EXCERPT:
Dussert:  There will be opportunities for growth in natural products—providing non-pharmaceutical options to enhance animal health and performance. There will be a need for feed supplements to address the increased number of new raw materials for rations (DDGs).

In the next decade there will be more advancement on the use of probiotics and DFMs to combat health challenges, such as heat stress and acidosis, as well as the ability to enhance and improve feed efficiency through optimizing diets, improving fiber digestibility and nitrogen metabolism. We'll see producers producing more milk from the same dry matter intake. Additionally, we'll see continued interest in maintaining good animal health versus treating health problems/diseases.

Simons:  The greatest opportunity for growth will be the industry's ability to help customers meet the demands of consumers. Novus is poised to fulfill our vision to "help feed the world affordable, wholesome food" by developing feeding programs that optimize health, performance and profitability with our customers. In this new world, we must meet the nutritional demands of modern livestock while balancing environmental concerns, reducing reliance on drugs and improving the well-being of animals.

FI:  Overall, how is your company positioning itself for success in the future?

DATA SECTION:
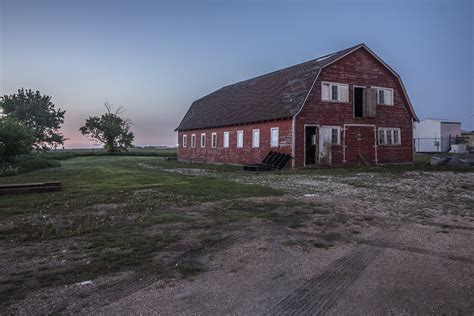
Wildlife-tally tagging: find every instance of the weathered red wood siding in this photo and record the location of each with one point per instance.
(359, 68)
(234, 155)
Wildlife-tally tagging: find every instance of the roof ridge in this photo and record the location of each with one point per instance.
(287, 68)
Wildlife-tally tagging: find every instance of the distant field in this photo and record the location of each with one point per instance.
(149, 151)
(142, 218)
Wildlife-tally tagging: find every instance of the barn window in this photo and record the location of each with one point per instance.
(255, 138)
(396, 136)
(274, 137)
(226, 140)
(185, 140)
(203, 140)
(389, 136)
(240, 139)
(338, 92)
(214, 140)
(384, 96)
(335, 136)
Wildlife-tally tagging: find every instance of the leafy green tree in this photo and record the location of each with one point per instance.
(110, 129)
(37, 112)
(15, 138)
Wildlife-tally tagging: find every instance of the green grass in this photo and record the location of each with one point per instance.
(115, 213)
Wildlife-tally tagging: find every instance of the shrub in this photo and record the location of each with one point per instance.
(15, 139)
(36, 164)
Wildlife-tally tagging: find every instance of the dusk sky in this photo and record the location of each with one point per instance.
(155, 58)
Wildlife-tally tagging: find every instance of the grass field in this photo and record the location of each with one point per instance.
(111, 216)
(142, 213)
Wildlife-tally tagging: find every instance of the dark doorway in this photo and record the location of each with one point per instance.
(311, 141)
(358, 101)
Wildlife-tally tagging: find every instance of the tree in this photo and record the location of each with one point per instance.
(15, 138)
(37, 112)
(110, 129)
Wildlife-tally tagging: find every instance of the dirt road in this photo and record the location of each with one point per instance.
(370, 243)
(418, 258)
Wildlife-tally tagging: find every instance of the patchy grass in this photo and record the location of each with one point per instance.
(189, 268)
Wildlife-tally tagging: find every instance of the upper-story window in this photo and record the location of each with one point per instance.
(389, 136)
(337, 92)
(274, 137)
(185, 140)
(240, 139)
(225, 142)
(214, 140)
(335, 136)
(203, 140)
(255, 138)
(384, 96)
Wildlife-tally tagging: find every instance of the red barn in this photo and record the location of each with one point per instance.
(344, 108)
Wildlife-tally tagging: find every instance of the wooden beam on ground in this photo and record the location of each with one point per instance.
(30, 187)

PROMPT 1:
Please answer these about the interview excerpt on feed industry growth:
(a) Which two health challenges does Dussert say probiotics and DFMs could help combat?
(b) What vision does Simons say Novus is poised to fulfill?
(c) Which new raw material for rations does Dussert name as creating a need for feed supplements?
PROMPT 2:
Decide whether each statement agrees with the interview excerpt on feed industry growth, and support each yes or no with a quotation from it.
(a) Dussert expects producers to get more milk from the same dry matter intake.
(b) Simons sees the greatest opportunity for growth in developing new drugs for livestock.
(c) Dussert expects interest to shift away from maintaining good animal health and toward treating diseases.
PROMPT 3:
Write a continuation of the interview excerpt on feed industry growth, picking up after its final line.

ANSWER SPACE 1:
(a) Heat stress and acidosis.
(b) To "help feed the world affordable, wholesome food."
(c) DDGs.

ANSWER SPACE 2:
(a) Yes: "We'll see producers producing more milk from the same dry matter intake."
(b) No: "The greatest opportunity for growth will be the industry's ability to help customers meet the demands of consumers."
(c) No: "we'll see continued interest in maintaining good animal health versus treating health problems/diseases."

ANSWER SPACE 3:
Lyons:  Quite simply, we will continue the same approach that we have had for 27 years and that is a total reinvestment policy into our business and a branding of Alltech as a superbrand,' a brand that will become synonymous with openness, traceability, honesty, and innovation. Equally we are ramping up our research capabilities. The opening of our Nutrigenomics Center, the first of its type in the world, is just a step in that direction. We believe that attracting young people into research, funding research, total reinvestment, and an awareness of the market conditions is where we need to be.

Riley:  We'll continue to do what we do best, which is not low priced product where we chase people to the bottom. In terms of specifications, we will continue with the tradition of value-imbedded, better products with more features and benefits. We're going to have a lot more partnerships and strategic alliances with vendors and customers to strengthen our relationship chain. Ours is both the food and fuel sectors, so we are going to make sure we serve the interests of our customers in the best way. I also think we're going to continue to broaden our research.

There will be unintended consequences of the ethanol and biodiesel industries to deal with. It is rocket science. I think we have been looking at easy things—give me a bottom line and a bumper sticker and I'm good to go. I think the nuances and the complexity of the renewable fuels industry requires much more thoughtful and intentional actions by industry leaders. So that's one of the things I'm kind of interested in pursuing.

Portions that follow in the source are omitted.